» INSTRUCTION: Copy the records verbatim, starting at the line containing "Give the innermost point of each instance of the wood" and continuing through the last line of the records, both ends included.
-- Begin DATASET ENTRIES --
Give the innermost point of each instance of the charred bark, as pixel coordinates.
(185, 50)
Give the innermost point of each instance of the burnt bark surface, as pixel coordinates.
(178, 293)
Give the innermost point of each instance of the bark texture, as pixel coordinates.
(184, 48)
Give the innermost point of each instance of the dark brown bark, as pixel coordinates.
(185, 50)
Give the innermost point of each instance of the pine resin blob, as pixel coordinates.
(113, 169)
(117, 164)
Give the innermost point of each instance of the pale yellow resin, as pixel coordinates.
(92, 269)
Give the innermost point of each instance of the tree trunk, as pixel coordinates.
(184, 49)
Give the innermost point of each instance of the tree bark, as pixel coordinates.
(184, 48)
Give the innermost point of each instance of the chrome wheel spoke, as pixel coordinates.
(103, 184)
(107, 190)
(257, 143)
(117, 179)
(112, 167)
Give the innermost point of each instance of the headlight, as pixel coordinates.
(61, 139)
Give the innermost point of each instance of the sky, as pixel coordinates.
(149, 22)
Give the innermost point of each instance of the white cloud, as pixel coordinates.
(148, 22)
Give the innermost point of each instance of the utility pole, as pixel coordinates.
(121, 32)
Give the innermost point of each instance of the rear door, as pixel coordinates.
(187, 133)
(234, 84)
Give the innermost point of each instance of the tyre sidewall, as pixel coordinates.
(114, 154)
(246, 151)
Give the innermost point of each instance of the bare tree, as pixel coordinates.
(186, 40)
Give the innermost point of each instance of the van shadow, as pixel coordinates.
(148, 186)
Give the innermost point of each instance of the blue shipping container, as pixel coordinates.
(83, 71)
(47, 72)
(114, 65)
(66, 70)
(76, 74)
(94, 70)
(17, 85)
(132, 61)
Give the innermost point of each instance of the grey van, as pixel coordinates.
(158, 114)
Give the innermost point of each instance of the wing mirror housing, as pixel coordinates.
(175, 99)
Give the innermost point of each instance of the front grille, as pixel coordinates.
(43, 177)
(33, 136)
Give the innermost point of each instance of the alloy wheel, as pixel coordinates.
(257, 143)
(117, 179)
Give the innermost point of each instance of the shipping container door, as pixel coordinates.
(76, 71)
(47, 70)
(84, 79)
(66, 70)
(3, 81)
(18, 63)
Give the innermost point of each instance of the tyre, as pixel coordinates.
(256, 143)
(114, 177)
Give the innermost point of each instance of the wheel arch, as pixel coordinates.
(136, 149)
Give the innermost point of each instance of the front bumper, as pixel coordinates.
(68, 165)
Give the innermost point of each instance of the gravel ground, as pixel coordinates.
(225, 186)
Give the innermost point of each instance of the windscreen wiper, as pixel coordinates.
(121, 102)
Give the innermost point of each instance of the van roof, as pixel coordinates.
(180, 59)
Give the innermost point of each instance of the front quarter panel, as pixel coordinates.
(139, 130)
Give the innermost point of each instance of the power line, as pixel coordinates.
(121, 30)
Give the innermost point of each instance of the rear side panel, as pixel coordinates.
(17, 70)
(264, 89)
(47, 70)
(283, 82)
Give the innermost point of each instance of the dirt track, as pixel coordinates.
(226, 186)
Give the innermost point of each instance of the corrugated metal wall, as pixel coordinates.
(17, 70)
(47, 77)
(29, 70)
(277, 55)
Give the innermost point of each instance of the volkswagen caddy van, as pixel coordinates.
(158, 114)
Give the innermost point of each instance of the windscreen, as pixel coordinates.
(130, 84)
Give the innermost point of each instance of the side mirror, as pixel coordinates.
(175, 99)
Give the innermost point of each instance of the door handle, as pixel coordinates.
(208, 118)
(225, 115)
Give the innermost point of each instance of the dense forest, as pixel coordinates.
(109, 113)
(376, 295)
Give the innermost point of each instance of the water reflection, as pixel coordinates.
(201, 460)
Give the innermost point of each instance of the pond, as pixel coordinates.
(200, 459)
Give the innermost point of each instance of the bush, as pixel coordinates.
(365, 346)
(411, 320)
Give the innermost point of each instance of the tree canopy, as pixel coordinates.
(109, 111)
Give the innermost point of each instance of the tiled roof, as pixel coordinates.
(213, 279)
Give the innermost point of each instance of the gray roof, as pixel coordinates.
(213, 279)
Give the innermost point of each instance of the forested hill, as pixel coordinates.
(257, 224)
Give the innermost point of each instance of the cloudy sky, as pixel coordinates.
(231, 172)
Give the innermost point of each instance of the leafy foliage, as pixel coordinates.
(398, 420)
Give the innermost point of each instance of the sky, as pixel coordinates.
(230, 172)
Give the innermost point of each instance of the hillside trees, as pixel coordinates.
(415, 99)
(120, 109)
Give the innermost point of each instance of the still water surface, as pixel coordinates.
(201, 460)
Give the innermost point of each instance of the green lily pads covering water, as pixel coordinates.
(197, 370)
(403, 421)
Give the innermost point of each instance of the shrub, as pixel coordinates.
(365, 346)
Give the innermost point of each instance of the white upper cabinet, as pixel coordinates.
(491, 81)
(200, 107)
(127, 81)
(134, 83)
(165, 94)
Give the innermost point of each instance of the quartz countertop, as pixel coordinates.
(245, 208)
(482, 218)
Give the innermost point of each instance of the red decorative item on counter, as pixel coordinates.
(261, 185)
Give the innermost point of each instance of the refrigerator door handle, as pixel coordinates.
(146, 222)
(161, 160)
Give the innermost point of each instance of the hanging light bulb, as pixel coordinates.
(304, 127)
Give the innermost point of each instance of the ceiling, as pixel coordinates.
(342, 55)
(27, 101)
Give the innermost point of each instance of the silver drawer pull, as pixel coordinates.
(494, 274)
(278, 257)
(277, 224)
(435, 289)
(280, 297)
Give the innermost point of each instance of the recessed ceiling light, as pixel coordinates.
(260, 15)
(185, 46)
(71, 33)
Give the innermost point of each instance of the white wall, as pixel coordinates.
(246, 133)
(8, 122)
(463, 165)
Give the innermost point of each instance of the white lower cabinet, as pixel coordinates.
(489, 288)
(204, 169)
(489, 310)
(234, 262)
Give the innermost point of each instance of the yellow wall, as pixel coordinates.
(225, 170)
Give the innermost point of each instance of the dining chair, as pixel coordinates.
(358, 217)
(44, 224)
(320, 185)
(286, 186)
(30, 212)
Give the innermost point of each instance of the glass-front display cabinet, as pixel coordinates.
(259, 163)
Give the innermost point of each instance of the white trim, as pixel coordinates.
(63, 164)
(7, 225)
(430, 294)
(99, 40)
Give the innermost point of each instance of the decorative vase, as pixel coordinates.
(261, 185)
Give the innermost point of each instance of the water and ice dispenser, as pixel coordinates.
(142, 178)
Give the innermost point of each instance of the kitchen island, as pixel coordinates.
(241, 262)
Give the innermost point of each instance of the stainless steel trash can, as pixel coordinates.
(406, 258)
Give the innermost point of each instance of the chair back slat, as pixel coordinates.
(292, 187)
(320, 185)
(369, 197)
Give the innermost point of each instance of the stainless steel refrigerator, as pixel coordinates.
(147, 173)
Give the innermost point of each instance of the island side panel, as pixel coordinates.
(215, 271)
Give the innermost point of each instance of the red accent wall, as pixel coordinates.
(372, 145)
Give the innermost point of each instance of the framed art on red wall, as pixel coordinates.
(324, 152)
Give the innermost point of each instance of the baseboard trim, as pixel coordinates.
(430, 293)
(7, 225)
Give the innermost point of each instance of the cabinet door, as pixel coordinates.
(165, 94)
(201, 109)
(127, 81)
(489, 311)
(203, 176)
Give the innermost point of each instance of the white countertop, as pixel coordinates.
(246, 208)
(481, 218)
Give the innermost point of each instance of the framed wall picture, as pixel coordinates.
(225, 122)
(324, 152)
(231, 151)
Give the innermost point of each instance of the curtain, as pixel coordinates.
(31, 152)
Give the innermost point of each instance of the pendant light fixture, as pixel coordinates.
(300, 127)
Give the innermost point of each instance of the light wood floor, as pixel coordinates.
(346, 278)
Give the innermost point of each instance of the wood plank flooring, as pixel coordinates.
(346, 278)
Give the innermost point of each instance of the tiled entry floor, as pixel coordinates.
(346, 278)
-- End DATASET ENTRIES --
» THE ANSWER:
Give the innermost point of each instance of the wood plank flooring, as pixel coordinates.
(346, 278)
Give the innermost point of each instance of the tiled entry floor, as pixel coordinates.
(346, 278)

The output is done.